= WRITTEN INSTRUCTION =
What is needed is an exact copy of the entries below, from the line that contains "If you could mark the locomotive running" through the final line, both included, and nothing else.

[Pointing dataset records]
• • • • • • •

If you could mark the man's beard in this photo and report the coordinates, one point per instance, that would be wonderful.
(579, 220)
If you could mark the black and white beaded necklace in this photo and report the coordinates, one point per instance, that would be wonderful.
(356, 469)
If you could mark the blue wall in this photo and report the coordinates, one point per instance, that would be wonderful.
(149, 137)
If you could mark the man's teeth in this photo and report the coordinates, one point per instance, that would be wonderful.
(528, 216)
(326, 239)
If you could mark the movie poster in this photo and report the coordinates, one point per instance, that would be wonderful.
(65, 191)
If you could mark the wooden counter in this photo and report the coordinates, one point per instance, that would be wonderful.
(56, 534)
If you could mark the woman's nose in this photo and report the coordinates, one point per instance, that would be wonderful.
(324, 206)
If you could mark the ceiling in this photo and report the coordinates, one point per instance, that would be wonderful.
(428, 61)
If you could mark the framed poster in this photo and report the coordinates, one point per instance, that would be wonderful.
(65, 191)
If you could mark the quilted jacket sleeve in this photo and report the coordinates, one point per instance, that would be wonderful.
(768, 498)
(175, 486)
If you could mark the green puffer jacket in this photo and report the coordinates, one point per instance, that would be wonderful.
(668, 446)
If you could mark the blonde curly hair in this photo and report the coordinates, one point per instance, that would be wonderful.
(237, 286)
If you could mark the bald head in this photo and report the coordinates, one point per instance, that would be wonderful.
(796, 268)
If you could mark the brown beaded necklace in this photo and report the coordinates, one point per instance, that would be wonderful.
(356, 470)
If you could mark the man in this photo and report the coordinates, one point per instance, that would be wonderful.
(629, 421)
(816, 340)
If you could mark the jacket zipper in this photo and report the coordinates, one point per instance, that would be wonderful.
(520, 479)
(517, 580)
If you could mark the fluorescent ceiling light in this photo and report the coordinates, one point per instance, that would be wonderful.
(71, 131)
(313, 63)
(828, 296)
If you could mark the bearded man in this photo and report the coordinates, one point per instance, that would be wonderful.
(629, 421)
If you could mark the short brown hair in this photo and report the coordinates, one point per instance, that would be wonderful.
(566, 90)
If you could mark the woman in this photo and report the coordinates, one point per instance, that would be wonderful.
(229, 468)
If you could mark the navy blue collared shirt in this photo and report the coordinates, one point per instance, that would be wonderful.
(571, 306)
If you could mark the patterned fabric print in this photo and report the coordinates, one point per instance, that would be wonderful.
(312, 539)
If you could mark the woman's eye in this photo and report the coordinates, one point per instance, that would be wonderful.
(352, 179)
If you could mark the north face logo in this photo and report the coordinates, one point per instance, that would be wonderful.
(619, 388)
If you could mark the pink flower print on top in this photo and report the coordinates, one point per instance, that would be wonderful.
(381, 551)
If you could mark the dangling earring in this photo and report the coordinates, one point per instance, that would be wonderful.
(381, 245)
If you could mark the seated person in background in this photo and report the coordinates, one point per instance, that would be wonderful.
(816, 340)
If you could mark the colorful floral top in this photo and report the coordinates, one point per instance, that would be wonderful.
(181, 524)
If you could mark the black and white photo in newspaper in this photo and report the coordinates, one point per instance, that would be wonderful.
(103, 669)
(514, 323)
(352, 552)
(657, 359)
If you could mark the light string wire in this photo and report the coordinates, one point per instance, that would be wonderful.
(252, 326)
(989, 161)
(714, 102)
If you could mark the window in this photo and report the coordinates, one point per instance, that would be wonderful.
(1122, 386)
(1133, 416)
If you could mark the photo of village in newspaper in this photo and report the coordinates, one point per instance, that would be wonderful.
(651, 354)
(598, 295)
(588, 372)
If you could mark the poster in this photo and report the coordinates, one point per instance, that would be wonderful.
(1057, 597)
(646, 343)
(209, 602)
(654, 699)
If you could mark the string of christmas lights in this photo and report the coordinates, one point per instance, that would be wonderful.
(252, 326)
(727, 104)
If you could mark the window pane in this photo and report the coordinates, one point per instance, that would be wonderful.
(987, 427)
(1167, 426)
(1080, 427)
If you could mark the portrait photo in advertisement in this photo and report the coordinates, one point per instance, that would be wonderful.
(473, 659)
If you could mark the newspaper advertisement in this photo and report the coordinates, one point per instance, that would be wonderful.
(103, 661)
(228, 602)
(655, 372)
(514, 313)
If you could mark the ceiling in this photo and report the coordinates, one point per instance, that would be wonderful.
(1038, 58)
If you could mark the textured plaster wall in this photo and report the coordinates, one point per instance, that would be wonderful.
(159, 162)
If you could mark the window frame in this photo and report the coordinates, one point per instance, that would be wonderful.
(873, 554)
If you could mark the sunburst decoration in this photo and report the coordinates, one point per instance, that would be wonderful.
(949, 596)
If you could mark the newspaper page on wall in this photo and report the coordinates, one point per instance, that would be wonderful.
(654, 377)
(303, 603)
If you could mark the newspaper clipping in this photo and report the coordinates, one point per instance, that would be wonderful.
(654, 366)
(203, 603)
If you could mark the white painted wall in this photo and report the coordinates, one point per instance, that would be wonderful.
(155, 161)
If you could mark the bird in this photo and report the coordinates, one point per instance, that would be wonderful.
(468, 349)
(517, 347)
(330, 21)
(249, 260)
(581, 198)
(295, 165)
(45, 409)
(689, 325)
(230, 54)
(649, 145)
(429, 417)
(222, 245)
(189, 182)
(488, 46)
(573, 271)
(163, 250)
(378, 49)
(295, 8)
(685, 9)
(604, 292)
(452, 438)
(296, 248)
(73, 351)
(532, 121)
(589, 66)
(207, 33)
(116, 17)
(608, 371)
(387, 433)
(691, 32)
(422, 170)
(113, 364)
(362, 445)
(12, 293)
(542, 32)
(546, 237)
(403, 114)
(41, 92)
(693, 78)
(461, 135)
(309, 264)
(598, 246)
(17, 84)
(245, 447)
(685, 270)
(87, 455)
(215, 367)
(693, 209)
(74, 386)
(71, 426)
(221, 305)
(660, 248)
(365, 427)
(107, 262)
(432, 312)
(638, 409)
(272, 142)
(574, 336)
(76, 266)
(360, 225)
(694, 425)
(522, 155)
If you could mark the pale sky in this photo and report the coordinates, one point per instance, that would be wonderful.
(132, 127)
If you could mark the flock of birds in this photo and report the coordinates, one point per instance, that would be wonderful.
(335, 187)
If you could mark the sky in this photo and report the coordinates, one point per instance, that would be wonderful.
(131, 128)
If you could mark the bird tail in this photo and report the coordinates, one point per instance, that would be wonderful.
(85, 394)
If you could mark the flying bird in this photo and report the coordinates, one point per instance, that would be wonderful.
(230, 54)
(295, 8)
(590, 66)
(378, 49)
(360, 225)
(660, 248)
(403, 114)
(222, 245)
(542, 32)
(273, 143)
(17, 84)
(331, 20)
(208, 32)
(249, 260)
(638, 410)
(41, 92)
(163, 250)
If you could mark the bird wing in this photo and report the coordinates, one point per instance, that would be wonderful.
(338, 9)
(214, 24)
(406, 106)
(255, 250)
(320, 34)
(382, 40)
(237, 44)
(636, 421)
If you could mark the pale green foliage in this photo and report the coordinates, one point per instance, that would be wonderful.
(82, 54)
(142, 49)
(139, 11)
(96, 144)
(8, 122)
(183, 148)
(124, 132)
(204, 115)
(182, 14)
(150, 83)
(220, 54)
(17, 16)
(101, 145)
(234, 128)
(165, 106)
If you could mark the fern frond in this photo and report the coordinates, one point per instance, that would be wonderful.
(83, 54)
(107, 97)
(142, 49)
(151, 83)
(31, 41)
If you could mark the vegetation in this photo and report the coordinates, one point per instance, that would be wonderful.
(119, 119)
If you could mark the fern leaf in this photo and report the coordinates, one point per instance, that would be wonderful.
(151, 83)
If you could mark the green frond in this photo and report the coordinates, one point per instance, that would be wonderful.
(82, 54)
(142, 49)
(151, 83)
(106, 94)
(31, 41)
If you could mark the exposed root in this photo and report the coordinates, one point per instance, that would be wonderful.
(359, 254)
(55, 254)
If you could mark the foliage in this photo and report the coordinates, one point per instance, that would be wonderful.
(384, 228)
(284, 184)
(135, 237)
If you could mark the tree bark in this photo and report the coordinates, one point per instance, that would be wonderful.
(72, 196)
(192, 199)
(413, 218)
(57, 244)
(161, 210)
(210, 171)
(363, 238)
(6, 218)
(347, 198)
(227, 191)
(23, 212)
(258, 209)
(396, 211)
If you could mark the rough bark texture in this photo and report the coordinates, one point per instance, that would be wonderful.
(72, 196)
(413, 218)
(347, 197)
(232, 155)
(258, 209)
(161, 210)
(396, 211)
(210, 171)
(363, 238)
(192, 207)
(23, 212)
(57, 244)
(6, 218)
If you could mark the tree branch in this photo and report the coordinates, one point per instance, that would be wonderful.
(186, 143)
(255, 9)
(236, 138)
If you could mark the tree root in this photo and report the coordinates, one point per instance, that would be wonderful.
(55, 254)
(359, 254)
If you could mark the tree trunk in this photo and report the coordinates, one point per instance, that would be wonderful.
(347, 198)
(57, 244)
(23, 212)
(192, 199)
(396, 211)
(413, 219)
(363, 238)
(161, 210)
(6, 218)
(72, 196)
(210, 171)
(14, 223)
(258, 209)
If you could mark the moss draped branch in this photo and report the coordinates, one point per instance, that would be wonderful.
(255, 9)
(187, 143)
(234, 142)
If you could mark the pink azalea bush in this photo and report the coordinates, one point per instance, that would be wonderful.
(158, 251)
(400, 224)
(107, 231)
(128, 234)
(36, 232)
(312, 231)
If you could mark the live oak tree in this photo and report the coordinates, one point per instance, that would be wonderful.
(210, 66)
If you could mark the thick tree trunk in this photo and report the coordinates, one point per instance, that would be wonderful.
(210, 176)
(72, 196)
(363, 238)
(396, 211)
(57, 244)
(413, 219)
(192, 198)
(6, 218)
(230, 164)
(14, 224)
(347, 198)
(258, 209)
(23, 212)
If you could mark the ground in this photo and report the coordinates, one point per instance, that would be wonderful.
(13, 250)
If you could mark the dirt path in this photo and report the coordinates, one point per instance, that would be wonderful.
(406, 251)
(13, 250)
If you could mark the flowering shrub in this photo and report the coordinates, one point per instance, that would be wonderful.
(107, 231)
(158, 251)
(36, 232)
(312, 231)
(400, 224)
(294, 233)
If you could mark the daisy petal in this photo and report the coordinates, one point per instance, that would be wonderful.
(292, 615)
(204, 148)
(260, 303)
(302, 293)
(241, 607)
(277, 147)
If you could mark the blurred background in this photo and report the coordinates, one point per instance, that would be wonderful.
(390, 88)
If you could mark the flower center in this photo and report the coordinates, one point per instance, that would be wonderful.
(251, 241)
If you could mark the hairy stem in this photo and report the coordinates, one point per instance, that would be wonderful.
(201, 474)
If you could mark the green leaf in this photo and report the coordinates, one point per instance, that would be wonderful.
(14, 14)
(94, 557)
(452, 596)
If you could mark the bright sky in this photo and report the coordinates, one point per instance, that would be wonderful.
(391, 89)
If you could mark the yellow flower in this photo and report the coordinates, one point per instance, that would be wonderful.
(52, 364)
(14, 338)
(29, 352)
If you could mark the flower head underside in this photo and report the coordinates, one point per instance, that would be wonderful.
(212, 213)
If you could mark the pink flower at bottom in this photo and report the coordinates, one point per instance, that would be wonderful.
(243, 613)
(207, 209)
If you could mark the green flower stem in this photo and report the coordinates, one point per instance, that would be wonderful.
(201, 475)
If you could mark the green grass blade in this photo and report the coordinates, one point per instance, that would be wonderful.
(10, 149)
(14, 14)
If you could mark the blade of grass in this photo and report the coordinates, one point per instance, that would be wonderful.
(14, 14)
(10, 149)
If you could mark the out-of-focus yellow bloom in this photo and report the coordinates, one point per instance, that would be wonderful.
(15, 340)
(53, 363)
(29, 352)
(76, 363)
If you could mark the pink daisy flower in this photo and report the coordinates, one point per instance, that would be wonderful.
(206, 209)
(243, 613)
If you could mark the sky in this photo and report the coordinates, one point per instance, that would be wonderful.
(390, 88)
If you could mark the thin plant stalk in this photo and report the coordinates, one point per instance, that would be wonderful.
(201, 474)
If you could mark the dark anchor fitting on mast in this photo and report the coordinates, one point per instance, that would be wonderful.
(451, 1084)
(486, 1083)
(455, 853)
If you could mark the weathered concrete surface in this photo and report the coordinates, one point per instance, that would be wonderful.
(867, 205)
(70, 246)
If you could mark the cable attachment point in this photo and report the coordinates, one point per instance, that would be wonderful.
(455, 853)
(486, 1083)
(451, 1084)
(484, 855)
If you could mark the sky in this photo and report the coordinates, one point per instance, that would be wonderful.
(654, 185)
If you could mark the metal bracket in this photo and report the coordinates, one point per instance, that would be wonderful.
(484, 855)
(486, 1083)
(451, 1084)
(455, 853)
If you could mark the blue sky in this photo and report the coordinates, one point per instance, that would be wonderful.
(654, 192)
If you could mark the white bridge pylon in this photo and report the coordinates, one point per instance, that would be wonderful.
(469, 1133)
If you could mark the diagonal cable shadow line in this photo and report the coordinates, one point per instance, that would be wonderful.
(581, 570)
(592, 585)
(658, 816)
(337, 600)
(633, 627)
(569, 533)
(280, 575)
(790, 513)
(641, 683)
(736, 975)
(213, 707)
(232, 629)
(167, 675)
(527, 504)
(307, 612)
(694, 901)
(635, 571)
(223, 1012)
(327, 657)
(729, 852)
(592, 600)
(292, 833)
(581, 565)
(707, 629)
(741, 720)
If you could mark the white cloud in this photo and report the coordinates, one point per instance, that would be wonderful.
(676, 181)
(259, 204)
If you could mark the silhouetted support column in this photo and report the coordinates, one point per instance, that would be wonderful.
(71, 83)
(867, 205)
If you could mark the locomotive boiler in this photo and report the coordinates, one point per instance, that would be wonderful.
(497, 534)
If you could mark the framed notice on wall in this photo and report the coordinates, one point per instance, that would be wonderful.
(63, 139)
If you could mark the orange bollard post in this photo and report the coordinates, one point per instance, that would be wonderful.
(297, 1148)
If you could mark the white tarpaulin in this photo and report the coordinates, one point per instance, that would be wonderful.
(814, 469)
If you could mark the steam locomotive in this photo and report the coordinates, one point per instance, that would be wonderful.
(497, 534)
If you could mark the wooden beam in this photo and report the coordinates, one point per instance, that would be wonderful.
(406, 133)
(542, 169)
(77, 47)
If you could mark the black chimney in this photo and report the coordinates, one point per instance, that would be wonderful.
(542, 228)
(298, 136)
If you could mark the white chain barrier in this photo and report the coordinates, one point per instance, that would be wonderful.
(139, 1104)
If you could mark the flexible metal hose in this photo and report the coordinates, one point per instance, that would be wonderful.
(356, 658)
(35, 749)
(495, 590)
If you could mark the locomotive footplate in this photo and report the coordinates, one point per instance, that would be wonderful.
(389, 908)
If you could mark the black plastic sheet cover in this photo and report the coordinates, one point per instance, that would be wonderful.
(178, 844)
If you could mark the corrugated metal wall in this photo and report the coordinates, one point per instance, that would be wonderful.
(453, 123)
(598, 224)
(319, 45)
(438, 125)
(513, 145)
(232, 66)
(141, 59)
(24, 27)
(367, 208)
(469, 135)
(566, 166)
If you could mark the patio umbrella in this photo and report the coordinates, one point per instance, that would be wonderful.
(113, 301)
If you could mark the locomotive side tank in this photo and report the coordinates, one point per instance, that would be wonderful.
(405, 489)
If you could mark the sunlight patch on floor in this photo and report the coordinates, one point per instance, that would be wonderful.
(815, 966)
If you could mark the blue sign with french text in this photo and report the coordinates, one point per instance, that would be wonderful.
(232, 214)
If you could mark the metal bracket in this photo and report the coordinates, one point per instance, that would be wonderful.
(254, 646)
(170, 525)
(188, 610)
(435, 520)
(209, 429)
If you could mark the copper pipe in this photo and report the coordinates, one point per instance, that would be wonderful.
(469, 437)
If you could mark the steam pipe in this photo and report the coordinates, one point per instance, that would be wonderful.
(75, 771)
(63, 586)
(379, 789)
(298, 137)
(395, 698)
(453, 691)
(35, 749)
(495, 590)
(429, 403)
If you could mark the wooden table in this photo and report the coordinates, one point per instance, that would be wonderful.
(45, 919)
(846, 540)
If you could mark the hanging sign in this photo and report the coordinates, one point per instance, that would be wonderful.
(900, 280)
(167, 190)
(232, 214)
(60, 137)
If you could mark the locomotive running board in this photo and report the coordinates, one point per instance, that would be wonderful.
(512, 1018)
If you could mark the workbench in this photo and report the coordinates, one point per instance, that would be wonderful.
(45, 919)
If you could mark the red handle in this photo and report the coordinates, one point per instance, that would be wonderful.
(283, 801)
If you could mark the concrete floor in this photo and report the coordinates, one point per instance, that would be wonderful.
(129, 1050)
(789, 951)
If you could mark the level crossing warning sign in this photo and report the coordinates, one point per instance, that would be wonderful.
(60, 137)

• • • • • • •

= RESULT OF THE TASK =
If you could mark the locomotive running board in this photo and report the coordinates, one point per instance, that would be wonderful.
(512, 1018)
If you could mark the workbench in this photo and report the coordinates, one point per instance, that would be wonderful.
(45, 919)
If you could mark the red handle in this photo and report the coordinates, one point per instance, that would be wonderful.
(283, 801)
If you could mark the concrete floor in this photo and report the coordinates, one point per instance, that would be wonderful.
(129, 1050)
(789, 951)
If you could mark the level crossing warning sign in this photo and report the coordinates, one point per instance, that would be wonderful.
(60, 137)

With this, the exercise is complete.